**Reading text**
________________________

Metric depth video toolbox (MDVToolbox)

Tools for Generating and working with metric 3D depth videos.

Banner created with 3d_view_depthfile.py

Video showcase

Stereo video clip samples can be found here: https://github.com/calledit/metric_depth_video_toolbox/releases/tag/Showcase

This Repo consists of:

Tools for generating metric 3D depth videos based on: a) the Depth-Anything series of machine learning models. b) The MoGe machine learning model. c) The UniDepth machine learning model. d) DepthPro, UniK3D, depthcrafter
A tool for viewing, rendering and visualising metric 3D videos from novel camera perspectives.
A tool for 3D stereo rendering. Converting normal video in to 3D video.
A tool for adding parallax infill to generated stero video based on StereoCrafter.
Tools for using metric 3D videos for camera tracking(camera pose estimation) and (full scene 3D reconstruction).
Tools for automaticly creating masks and doing ML infill over logos or subtitles in videos.

Usage

See HOWTO.md for a simple beginner guide.

________________________

**Listed records**
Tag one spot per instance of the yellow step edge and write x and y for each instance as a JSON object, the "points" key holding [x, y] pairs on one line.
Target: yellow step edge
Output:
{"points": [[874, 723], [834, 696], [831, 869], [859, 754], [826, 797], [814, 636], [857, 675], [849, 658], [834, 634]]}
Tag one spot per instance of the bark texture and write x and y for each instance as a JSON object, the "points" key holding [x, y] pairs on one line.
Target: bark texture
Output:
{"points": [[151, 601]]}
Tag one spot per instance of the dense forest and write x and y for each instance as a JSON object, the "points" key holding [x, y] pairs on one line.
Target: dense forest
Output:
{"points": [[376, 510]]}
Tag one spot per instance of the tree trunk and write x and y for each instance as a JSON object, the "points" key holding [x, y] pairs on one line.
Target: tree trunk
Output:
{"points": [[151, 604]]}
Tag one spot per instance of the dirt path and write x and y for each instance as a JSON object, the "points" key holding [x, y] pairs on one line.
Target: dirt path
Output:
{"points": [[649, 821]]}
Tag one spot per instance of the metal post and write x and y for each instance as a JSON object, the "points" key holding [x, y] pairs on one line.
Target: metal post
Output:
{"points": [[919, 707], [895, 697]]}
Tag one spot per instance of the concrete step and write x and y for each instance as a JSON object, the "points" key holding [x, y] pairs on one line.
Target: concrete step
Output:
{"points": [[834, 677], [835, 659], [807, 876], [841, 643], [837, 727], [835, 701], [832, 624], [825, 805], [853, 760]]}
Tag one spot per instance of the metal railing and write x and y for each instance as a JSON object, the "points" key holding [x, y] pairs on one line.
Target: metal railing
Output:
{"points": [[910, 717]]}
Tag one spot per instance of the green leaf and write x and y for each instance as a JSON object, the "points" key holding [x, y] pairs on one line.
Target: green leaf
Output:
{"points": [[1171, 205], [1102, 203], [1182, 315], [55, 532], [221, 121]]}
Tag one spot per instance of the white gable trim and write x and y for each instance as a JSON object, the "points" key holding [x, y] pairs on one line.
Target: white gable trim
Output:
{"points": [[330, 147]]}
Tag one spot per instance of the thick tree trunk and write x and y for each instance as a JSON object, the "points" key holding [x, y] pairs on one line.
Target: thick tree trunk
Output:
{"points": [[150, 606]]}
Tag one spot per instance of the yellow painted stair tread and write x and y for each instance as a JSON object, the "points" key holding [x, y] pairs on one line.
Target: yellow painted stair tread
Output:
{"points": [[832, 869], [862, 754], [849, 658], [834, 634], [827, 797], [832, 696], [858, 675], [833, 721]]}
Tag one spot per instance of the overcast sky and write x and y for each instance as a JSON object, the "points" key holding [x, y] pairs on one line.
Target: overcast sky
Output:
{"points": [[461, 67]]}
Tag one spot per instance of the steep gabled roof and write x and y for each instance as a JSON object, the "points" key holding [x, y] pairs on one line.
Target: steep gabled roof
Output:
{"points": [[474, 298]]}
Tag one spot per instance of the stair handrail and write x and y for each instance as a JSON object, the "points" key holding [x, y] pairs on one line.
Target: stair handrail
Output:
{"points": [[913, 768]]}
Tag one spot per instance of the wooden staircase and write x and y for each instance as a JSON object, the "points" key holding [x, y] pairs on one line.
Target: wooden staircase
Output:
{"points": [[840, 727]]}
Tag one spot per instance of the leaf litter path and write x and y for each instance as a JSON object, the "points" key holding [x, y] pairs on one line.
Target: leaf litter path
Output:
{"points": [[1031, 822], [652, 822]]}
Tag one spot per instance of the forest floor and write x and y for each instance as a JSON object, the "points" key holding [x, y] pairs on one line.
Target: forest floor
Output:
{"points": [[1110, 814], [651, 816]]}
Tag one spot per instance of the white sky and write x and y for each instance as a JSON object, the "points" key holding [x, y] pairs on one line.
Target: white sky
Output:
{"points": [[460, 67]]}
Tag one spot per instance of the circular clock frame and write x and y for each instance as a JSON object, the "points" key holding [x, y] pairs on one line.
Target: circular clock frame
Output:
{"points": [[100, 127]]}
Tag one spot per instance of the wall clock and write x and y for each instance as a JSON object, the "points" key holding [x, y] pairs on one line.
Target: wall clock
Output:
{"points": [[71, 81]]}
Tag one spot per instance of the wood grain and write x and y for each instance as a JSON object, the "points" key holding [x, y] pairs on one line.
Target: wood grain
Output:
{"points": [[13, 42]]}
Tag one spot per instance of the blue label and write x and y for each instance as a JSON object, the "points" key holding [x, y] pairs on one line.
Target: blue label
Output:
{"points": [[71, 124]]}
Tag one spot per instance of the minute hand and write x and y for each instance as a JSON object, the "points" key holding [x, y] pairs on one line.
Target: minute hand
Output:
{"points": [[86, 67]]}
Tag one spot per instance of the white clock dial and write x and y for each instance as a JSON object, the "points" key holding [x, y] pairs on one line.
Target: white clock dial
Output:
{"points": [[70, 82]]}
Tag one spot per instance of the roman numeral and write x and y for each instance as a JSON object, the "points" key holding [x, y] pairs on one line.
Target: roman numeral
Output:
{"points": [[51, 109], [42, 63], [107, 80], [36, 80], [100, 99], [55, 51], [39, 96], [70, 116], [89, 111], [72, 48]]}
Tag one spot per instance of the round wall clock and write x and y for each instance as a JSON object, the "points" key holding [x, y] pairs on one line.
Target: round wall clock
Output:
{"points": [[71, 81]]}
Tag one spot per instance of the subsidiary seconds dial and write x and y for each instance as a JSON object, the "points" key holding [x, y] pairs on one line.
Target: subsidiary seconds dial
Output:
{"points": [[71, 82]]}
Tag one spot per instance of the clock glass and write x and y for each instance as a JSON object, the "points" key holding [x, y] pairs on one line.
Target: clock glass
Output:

________________________

**Set task A**
Write out the part of the toolbox overview from "Stereo video clip" up to and including "based on StereoCrafter.".
**Set task B**
For each statement, say yes or no according to the toolbox overview, and quote the words from it that decide: (i) The banner was made with 3d_view_depthfile.py. (ii) The tool for adding parallax infill is based on DepthPro. (iii) A beginner guide is found in HOWTO.md.
The lines above come from a separate source and are unrelated to the toolbox overview.

**Exercise output A**
Stereo video clip samples can be found here: https://github.com/calledit/metric_depth_video_toolbox/releases/tag/Showcase

This Repo consists of:

Tools for generating metric 3D depth videos based on: a) the Depth-Anything series of machine learning models. b) The MoGe machine learning model. c) The UniDepth machine learning model. d) DepthPro, UniK3D, depthcrafter
A tool for viewing, rendering and visualising metric 3D videos from novel camera perspectives.
A tool for 3D stereo rendering. Converting normal video in to 3D video.
A tool for adding parallax infill to generated stero video based on StereoCrafter.

**Exercise output B**
(i) Yes: "Banner created with 3d_view_depthfile.py"
(ii) No: "A tool for adding parallax infill to generated stero video based on StereoCrafter."
(iii) Yes: "See HOWTO.md for a simple beginner guide."